# Text provided start

Simon Rutt: There is no evidence to suggest that would happen. It would be interesting to do some work on that. I believe that a local authority in East Sussex-perhaps it is somewhere else-has started a lottery for admissions to schools, with a random selection of pupils. It will be interesting to look at the pupils in those schools and see what the effect is: whether low-ability pupils have been dragged up, because of mixed ability and mixed characteristics, with medium, high and low-ability pupils, and whether low-ability pupils are moving up the scale, rather than just having a few of them in a high-ability school or a school with an awful lot of them. It will be interesting to look at local authorities that do that to see whether it has had an effect on all pupils, particularly pupils at the lower end of the ability scale.

Q58 Chairman: But researchers have loads of examples of schools with a balanced intake-we were given some by Andy Slaughter-as opposed to some schools that only have certain kids. Some of us visited a school in Maidstone, where 100% of the pupils received free school meals and 65% were SEN. Are you telling me that the opportunities for a decent education for kids who go to a school where 100% of children have free school meals are no different from what they are for children who go to a school with, say, 35% free school meals?

Dr. Benton: No. Certainly, all the research shows that going to a school with a low percentage of free school meals is beneficial. Having pupils around who are clever or from middle-class families has an impact on the whole school.

Q59 Chairman: I was not saying that; I was talking about a balanced intake.

Dr. Benton: Sure, that is right. You were asking whether being in a school with 100% free school meals is just as good for you as being in a school with 0% free school meals. It is not. I was just answering that question first. In terms of having a balanced intake, that would be somewhere in the middle. If you did that to all schools, and gave every one a balanced intake, you would find that some pupils who were previously in a school with 100% free school meals would be better off. But, equally, the evidence appears to show that pupils who were initially in a school with 0% free school meals would be a bit worse off. So it would not appear to make an overall improvement to the system. There is no evidence to show that that would immediately improve things.

Q60 Chairman: What about other evidence? Research has been carried out in Kent showing that the children who go to the grammar schools get a much better education, but if you take all the children in Kent together they get a worse education in terms of the totality of children in that area.

Dr. Benton: That is right.

Q61 Chairman: Does that contradict your view that the ones who gain are balanced by the ones who lose?

Dr. Benton: That is only one local authority. When you look at it as a whole, it comes back to the point I made earlier about relating the percentage of pupils who are selected to their achievements. The relationship is slight. When you look at that nationally across the country, and ask, "Is there a relationship between the percentage of pupils in a local authority who are selected and the results?" you see that there is not much of a relationship. Although there might be one situation in Kent, as a whole, looking at the situation across the country, that does not seem to make too much difference overall.

Dr. Gibbons: To come back to your point about the balanced intake issue, one point of confusion is that when you are talking about a balanced intake relative to a school at which all pupils get free school meals, that is an improvement in intake. But if you compared your balanced intake with a school with no free school meals, that would be a worsening of the intake. So we are saying that perhaps the shifting-up of the average characteristics of the pupils when they come in has an impact on achievement, although that is a bit unclear. There is some evidence that it does, and some evidence that it does not. In terms of balancing or having a mix, I do not think that there is any evidence that that matters in itself. Having a mix is better than having all free school meals, but it is worse than having no free school meals.

# Text provided end

**Written exercise 1:** Reproduce verbatim the portion of the school-intake hearing transcript that runs from "Q60 Chairman: What" down to "Benton: That is right.".
**Written exercise 2:** In the school-intake hearing transcript, what percentage of pupils at the Maidstone school received free school meals?

# Data supplied start

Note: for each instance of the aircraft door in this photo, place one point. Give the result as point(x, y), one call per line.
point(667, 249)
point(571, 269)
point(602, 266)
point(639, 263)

# Data supplied end

**Written response 1:**
Q60 Chairman: What about other evidence? Research has been carried out in Kent showing that the children who go to the grammar schools get a much better education, but if you take all the children in Kent together they get a worse education in terms of the totality of children in that area.

Dr. Benton: That is right.

**Written response 2:** 100%